Given request: Retype all of the data. Every line must match exactly.

%%

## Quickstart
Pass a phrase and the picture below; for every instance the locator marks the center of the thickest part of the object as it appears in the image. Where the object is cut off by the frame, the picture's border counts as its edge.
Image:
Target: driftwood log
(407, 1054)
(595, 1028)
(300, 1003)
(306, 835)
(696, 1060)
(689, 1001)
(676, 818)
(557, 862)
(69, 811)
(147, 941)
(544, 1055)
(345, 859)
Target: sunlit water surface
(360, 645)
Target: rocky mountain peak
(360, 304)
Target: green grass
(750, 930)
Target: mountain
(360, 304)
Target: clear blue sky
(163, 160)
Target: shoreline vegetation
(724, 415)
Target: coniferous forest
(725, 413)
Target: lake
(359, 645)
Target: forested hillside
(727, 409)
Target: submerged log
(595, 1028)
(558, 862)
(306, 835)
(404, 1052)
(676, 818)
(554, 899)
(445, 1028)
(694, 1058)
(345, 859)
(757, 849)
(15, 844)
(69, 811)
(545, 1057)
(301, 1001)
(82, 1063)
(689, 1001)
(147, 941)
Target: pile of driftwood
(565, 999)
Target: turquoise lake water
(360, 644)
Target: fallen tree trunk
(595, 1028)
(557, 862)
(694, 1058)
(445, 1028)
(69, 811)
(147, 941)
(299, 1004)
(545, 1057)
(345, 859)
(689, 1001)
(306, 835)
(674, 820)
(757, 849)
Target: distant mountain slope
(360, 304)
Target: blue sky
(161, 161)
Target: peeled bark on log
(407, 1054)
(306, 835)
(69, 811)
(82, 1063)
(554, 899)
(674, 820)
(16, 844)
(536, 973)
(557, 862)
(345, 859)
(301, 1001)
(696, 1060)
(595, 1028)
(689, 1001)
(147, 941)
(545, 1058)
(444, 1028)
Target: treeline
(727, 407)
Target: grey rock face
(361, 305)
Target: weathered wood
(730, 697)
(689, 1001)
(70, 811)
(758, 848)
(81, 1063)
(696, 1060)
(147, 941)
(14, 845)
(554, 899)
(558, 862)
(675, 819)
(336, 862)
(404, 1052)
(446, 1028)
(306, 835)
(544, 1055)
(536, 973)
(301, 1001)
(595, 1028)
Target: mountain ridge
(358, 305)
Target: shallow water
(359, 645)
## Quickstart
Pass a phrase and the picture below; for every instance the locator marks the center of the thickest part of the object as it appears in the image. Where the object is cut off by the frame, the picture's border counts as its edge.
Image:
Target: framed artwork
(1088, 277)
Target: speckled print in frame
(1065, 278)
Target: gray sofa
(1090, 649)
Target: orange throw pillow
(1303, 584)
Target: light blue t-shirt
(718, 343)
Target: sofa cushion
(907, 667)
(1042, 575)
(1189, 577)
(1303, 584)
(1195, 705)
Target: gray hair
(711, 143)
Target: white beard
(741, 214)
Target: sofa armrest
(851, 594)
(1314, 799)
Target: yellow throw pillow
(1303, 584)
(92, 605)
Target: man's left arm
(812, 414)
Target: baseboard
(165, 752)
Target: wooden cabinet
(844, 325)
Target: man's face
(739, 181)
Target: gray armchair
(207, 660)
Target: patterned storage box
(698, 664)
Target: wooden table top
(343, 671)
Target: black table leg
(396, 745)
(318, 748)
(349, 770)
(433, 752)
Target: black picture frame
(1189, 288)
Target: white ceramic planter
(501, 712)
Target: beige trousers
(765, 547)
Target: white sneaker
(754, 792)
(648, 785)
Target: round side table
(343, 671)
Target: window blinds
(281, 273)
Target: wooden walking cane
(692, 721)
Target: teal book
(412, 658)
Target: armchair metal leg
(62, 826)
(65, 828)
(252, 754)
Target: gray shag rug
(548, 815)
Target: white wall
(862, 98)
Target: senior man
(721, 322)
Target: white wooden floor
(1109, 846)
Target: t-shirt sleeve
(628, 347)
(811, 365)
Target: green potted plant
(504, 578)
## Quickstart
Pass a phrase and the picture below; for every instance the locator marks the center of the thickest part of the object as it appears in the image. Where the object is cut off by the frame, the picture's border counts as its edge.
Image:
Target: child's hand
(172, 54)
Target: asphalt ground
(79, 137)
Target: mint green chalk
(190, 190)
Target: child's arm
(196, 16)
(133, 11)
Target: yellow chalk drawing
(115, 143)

%%

Correct output:
## Quickstart
Pass a phrase and the picture below; for every instance the locator marks the center of the thickest part of the object as it appears in the image. Where the object is cut off by the frame, the picture's border counts as its edge.
Image:
Target: driftwood log
(407, 1054)
(595, 1028)
(300, 1003)
(306, 835)
(696, 1060)
(689, 1001)
(676, 818)
(557, 862)
(69, 811)
(147, 941)
(544, 1055)
(345, 859)
Target: sunlit water surface
(360, 645)
Target: rocky mountain peak
(360, 304)
Target: green grass
(750, 930)
Target: mountain
(360, 304)
Target: clear blue sky
(163, 160)
Target: shoreline vegetation
(724, 415)
Target: coniferous forest
(725, 413)
Target: lake
(359, 645)
Target: forested hillside
(727, 409)
Target: submerged log
(595, 1028)
(558, 862)
(306, 835)
(404, 1052)
(676, 818)
(554, 899)
(445, 1028)
(694, 1058)
(345, 859)
(757, 849)
(15, 844)
(69, 811)
(545, 1057)
(301, 1001)
(82, 1063)
(689, 1001)
(147, 941)
Target: pile of driftwood
(565, 999)
Target: turquoise lake water
(360, 644)
Target: fallen tree trunk
(595, 1028)
(557, 862)
(694, 1058)
(445, 1028)
(69, 811)
(147, 941)
(299, 1004)
(545, 1057)
(345, 859)
(689, 1001)
(306, 835)
(674, 820)
(757, 849)
Target: distant mountain slope
(360, 304)
Target: blue sky
(161, 161)
Target: peeled bark on log
(407, 1054)
(306, 835)
(69, 811)
(82, 1063)
(554, 899)
(674, 820)
(16, 844)
(536, 973)
(557, 862)
(345, 859)
(301, 1001)
(696, 1060)
(595, 1028)
(689, 1001)
(147, 941)
(545, 1058)
(444, 1028)
Target: treeline
(727, 407)
Target: grey rock face
(361, 305)
Target: weathered wood
(730, 697)
(689, 1001)
(70, 811)
(758, 848)
(81, 1063)
(696, 1060)
(147, 941)
(14, 845)
(554, 899)
(558, 862)
(675, 819)
(336, 862)
(404, 1052)
(446, 1028)
(306, 835)
(544, 1055)
(536, 973)
(301, 1001)
(595, 1028)
Target: mountain ridge
(358, 305)
Target: shallow water
(359, 645)
## Quickstart
Pass a phrase and the picture below; for every instance the locator marks the center of the thickest part of the object as it appears in the image. Where the object is cut off by the frame, the picture's border counts as its edge.
Image:
Target: framed artwork
(1088, 277)
Target: speckled print in frame
(1065, 278)
Target: gray sofa
(1090, 649)
Target: orange throw pillow
(1303, 584)
Target: light blue t-shirt
(718, 343)
Target: sofa cushion
(907, 667)
(1042, 575)
(1189, 577)
(1303, 584)
(1195, 705)
Target: gray hair
(711, 143)
Target: white beard
(741, 214)
Target: sofa armrest
(851, 594)
(1314, 799)
Target: yellow throw pillow
(1303, 584)
(92, 605)
Target: man's left arm
(812, 414)
Target: baseboard
(165, 752)
Target: wooden cabinet
(844, 325)
Target: man's face
(739, 181)
Target: gray armchair
(207, 660)
Target: patterned storage box
(698, 664)
Target: wooden table top
(343, 671)
Target: black table leg
(396, 745)
(318, 748)
(349, 770)
(433, 752)
Target: black picture frame
(1189, 288)
Target: white ceramic planter
(501, 712)
Target: beige trousers
(765, 547)
Target: white sneaker
(754, 792)
(648, 785)
Target: round side table
(343, 671)
Target: window blinds
(281, 273)
Target: wooden walking cane
(692, 721)
Target: teal book
(412, 658)
Target: armchair metal leg
(62, 826)
(65, 828)
(252, 754)
Target: gray shag rug
(548, 815)
Target: white wall
(862, 98)
Target: senior man
(721, 322)
Target: white wooden floor
(1109, 846)
Target: t-shirt sleeve
(628, 347)
(811, 365)
Target: green potted plant
(504, 578)
## Quickstart
Pass a phrase and the picture below; for every instance the locator marks the center of the thickest part of the object as it appears in the image. Where the object is cut off by the frame, the picture's border counts as its edge.
Image:
Target: child's hand
(172, 54)
Target: asphalt ground
(79, 137)
Target: mint green chalk
(190, 190)
Target: child's arm
(196, 16)
(133, 11)
Target: yellow chalk drawing
(115, 143)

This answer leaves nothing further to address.